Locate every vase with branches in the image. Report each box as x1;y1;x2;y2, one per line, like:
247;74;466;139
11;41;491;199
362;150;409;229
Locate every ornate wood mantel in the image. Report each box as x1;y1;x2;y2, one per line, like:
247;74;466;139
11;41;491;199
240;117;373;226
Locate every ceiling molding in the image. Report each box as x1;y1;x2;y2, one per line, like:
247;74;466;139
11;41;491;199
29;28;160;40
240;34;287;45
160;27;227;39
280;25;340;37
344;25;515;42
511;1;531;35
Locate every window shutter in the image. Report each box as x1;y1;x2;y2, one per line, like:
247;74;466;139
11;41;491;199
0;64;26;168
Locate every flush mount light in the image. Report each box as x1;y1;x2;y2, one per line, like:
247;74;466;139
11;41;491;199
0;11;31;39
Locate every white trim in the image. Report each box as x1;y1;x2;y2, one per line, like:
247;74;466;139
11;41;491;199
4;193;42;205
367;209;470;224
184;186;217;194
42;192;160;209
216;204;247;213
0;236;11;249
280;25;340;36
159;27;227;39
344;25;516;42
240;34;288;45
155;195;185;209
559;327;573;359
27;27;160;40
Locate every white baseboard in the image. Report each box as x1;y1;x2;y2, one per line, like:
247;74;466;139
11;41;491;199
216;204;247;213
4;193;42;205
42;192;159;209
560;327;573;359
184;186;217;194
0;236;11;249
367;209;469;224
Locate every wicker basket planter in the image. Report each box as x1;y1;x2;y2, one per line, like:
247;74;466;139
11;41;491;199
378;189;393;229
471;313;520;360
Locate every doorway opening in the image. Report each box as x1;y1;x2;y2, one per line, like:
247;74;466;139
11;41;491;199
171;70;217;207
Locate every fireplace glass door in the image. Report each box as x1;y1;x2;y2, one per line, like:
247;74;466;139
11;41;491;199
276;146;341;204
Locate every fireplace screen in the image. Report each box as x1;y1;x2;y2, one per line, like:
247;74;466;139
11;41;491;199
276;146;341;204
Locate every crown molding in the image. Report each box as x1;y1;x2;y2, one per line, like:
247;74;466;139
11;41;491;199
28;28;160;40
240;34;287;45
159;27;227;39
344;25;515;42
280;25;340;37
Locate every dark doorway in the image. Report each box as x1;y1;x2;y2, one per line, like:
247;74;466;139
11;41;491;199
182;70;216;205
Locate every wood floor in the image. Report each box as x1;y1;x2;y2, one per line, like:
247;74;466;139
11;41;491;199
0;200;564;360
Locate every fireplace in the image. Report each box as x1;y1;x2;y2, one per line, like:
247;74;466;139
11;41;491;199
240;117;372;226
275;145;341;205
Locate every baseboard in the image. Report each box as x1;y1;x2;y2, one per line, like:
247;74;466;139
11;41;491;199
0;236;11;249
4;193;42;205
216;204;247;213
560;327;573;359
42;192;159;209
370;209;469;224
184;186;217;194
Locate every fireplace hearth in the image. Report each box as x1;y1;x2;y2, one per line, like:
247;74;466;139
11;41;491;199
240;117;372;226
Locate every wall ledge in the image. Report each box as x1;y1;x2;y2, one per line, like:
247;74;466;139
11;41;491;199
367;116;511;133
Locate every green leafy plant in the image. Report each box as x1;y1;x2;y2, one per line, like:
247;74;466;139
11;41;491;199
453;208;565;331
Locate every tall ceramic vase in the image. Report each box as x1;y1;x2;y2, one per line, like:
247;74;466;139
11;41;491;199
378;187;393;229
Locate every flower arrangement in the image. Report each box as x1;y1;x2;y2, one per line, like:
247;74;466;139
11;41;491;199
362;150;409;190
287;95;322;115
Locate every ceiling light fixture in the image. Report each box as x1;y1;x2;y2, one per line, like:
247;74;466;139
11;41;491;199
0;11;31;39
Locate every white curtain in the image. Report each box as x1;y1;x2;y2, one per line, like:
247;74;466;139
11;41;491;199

# Work to do
Scale the stretch from the line containing "Locate every green" through the end of the records. Write out every line again, requests included, with each box coordinate in the answers multiplied by 0.45 and rounded to a whole number, halves going up, and leave the requests and their sample lines as they are.

# Exercise output
Locate every green leafy plant in the image. Report each box as x1;y1;x2;y2, one per line, like:
247;74;466;139
11;41;491;199
204;94;254;149
Locate every tall ceramic vase in the image. Report each box as x1;y1;x2;y2, one per line, like:
247;74;466;139
11;41;491;199
170;84;177;103
Locate every flower arrangement in the image. Report each box as x1;y1;x2;y2, one per line, like:
247;74;466;139
11;41;491;199
163;68;184;86
129;43;145;52
Locate every ceiling light fixture in the image. Report each box as x1;y1;x2;y2, one per line, like:
247;74;466;139
11;41;491;199
0;5;14;18
Locate every white curtain in the image. Report each box as x1;y1;x2;y2, one per line, like:
247;74;466;139
11;41;491;199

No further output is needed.